§ **What to do**
How many lines of the listing below contain the string "sleeve"? Reply with the number alone.

** START OF Records for the exercise **

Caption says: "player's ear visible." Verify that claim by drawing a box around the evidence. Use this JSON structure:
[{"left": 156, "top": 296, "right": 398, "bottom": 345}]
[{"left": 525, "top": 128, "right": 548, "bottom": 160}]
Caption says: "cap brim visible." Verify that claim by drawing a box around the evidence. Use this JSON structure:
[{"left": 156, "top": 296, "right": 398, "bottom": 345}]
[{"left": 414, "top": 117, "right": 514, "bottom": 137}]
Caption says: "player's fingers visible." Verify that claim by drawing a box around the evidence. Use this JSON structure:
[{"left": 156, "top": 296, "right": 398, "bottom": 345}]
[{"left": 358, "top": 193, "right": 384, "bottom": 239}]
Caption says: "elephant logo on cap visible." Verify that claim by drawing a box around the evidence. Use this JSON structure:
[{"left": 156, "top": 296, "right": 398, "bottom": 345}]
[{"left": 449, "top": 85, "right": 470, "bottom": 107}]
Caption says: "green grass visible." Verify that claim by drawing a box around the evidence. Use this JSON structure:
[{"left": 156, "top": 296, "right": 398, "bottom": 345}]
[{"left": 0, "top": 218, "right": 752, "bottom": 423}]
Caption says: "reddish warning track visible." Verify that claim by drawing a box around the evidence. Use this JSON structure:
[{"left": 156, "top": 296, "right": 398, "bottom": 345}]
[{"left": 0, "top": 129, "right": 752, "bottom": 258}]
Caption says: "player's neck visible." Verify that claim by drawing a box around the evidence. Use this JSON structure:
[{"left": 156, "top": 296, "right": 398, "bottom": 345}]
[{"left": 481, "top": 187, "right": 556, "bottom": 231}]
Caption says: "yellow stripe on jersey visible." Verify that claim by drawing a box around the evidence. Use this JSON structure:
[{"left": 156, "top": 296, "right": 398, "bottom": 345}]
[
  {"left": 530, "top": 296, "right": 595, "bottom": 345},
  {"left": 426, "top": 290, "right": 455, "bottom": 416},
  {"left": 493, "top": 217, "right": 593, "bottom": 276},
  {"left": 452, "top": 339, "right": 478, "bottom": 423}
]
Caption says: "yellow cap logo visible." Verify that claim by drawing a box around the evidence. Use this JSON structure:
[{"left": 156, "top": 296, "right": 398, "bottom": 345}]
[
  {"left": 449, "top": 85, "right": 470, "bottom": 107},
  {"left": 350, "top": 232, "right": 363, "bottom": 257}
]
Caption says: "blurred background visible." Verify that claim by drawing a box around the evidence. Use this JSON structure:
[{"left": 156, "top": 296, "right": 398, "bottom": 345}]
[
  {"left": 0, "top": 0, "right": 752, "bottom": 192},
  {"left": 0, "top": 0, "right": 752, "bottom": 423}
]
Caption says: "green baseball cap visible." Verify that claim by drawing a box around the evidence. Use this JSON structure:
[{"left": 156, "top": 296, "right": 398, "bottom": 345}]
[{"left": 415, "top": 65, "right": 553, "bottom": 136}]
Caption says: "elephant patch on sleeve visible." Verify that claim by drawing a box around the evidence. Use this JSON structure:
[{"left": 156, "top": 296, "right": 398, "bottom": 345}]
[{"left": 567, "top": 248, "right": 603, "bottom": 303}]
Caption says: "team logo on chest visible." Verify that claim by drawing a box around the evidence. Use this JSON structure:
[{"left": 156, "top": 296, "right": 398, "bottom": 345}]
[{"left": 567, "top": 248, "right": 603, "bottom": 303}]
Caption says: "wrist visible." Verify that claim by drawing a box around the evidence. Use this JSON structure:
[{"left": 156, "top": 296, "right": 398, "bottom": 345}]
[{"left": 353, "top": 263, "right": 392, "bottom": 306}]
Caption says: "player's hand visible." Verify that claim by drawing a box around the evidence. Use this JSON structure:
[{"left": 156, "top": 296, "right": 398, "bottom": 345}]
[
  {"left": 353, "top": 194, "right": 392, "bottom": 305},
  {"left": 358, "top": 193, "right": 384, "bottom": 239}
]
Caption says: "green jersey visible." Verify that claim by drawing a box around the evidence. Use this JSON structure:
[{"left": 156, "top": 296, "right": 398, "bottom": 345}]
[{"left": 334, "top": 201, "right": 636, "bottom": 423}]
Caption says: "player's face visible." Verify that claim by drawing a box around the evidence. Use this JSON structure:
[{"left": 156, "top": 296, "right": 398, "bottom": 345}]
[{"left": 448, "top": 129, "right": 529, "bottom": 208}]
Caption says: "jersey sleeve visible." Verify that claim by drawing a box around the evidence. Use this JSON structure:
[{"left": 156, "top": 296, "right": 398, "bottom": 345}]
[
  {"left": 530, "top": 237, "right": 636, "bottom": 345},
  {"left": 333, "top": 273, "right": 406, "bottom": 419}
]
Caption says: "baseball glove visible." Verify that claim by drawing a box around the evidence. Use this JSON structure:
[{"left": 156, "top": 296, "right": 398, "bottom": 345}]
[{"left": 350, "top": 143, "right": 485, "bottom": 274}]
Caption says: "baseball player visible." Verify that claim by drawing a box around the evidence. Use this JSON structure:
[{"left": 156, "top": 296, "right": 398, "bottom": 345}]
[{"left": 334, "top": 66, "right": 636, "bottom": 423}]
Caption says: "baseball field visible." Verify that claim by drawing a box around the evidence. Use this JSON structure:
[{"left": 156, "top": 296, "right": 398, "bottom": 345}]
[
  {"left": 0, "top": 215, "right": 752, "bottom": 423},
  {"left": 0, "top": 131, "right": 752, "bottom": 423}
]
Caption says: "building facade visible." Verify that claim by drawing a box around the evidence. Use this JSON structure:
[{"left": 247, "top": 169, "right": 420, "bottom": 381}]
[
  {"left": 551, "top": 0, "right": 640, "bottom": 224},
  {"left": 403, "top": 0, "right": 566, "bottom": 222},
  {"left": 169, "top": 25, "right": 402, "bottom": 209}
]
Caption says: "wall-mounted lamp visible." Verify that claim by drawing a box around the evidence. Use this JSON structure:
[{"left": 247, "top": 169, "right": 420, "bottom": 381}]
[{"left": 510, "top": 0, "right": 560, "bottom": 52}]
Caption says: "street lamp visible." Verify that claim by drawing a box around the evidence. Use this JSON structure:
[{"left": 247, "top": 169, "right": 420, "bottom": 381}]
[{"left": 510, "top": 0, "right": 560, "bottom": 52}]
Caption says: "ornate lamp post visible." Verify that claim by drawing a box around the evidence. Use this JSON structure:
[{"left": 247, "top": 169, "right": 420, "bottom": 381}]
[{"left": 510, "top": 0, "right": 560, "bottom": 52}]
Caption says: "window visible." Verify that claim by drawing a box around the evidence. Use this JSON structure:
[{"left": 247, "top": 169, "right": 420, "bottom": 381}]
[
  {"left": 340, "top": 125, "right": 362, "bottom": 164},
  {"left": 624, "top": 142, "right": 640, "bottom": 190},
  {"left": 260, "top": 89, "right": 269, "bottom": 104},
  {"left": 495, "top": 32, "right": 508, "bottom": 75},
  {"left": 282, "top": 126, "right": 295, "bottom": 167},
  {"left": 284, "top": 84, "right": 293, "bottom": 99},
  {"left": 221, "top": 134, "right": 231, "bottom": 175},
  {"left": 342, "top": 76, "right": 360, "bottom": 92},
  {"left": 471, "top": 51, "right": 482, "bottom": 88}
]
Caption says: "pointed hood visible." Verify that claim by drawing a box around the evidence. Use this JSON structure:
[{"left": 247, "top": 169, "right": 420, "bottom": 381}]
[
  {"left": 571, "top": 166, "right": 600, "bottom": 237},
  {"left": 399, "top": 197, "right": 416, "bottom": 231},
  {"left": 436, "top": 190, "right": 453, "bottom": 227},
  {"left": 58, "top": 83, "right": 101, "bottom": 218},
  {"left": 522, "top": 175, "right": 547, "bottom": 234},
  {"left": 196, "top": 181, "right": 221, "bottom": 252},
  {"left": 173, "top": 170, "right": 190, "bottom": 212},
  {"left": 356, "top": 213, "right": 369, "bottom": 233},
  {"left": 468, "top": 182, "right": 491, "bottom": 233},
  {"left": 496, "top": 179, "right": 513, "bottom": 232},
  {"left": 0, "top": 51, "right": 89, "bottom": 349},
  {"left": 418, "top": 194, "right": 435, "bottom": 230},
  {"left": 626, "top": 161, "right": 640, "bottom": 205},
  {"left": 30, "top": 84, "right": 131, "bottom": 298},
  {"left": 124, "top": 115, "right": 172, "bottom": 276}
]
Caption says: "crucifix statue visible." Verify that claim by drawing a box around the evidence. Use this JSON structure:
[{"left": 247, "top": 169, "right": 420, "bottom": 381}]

** END OF Records for the exercise **

§ **Response to this exercise**
2